--- begin Source extract ---

April 14, Colombo (LNW): Foreign investors pulled out over $28 million from Sri Lankan government securities in the week ending April 10, official data from the Central Bank of Sri Lanka revealed, as global financial markets reel from U.S. President Donald Trump’s aggressive trade policy and reciprocal tariff measures.

The outflow—amounting to 8.67 billion rupees ($28.7 million)—marks a sharp reversal after months of steady inflows into Sri Lankan treasuries. Since December 26 last year, the country had attracted 28.6 billion rupees ($95.6 million) in foreign investment into government securities.

Analysts say the sudden shift comes in the wake of market jitters triggered by President Trump’s introduction of a 145 percent tariff on Chinese imports, prompting swift retaliation from Beijing. The escalating trade standoff has rattled investors, pushing them to offload riskier emerging market assets in favor of traditional safe havens such as gold, the Swiss franc, and Japanese yen.

“The volatility caused by global trade tensions is making foreign investors more cautious,” a market analyst said. “We’re seeing them pull capital out of places like Sri Lanka and redirect it to low-risk environments.”

Despite Sri Lanka’s deflationary policies and import restrictions—both of which had supported modest capital inflows in recent months—the outflow underscores the country’s vulnerability to external shocks.

As of December 26, 2024, foreign holdings in government securities stood at 69.3 billion rupees. Within just 15 weeks, the country had attracted 29.9 billion rupees in fresh foreign investments into treasury bills and bonds, signaling renewed investor interest at the time.

However, the momentum appears to have stalled. The latest weekly data shows that global uncertainty is now outweighing the appeal of local policy measures.

Sri Lanka recorded foreign outflows totaling 48.2 billion rupees from government securities in 2024. Alarmingly, in the first nine months of that year alone, the country saw capital flight worth 78.1 billion rupees—66 percent of which came from treasury instruments.

Economists warn that while short-term inflows offer a temporary boost, sustained foreign investment requires structural reforms and long-term economic stability. The current trend suggests Sri Lanka remains at the mercy of global forces, underscoring the need for deeper resilience in its economic framework.

--- end Source extract ---

Tasks »
a) In the news report, what tariff did President Trump introduce on Chinese imports?
b) Copy the passage of the news report that opens with the words containing "Despite Sri Lanka’s" and closes with "from treasury instruments.".

--- begin Data supplied ---

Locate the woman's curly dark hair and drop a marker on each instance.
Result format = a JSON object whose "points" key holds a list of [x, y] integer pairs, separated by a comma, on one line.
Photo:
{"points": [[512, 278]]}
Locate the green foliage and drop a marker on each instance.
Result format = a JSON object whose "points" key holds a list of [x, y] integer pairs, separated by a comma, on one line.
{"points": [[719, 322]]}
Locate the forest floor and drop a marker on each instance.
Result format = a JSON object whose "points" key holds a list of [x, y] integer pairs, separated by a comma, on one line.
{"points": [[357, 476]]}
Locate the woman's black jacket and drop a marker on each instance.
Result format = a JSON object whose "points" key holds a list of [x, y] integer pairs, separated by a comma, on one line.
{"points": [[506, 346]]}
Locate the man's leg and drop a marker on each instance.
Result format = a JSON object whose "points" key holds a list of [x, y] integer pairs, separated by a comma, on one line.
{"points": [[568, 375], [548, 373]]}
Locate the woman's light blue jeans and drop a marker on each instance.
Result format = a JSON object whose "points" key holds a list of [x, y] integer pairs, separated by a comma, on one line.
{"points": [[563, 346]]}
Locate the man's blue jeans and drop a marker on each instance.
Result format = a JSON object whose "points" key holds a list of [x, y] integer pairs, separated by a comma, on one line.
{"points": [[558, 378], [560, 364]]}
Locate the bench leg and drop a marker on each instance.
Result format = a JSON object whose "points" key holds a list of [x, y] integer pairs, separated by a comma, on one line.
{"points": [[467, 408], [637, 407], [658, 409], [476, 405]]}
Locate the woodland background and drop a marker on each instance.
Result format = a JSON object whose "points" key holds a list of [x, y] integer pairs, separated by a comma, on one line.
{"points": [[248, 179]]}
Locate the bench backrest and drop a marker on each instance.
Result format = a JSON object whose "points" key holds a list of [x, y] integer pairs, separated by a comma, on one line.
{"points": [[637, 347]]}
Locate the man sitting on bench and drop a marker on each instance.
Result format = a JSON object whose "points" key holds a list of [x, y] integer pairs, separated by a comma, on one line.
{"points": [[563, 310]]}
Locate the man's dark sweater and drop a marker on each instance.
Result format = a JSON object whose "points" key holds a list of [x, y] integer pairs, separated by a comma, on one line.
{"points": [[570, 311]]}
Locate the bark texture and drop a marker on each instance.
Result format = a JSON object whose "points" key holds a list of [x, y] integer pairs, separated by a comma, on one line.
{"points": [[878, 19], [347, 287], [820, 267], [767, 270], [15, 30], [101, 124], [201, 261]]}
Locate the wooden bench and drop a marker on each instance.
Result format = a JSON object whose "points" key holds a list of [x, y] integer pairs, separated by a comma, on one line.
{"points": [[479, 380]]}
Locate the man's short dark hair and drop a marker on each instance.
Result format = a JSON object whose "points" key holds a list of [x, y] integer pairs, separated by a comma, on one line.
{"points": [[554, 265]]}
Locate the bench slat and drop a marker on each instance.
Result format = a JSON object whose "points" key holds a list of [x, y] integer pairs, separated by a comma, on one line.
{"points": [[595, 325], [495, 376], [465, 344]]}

--- end Data supplied ---

Worked answers »
a) A 145 percent tariff.

b)
Despite Sri Lanka’s deflationary policies and import restrictions—both of which had supported modest capital inflows in recent months—the outflow underscores the country’s vulnerability to external shocks.

As of December 26, 2024, foreign holdings in government securities stood at 69.3 billion rupees. Within just 15 weeks, the country had attracted 29.9 billion rupees in fresh foreign investments into treasury bills and bonds, signaling renewed investor interest at the time.

However, the momentum appears to have stalled. The latest weekly data shows that global uncertainty is now outweighing the appeal of local policy measures.

Sri Lanka recorded foreign outflows totaling 48.2 billion rupees from government securities in 2024. Alarmingly, in the first nine months of that year alone, the country saw capital flight worth 78.1 billion rupees—66 percent of which came from treasury instruments.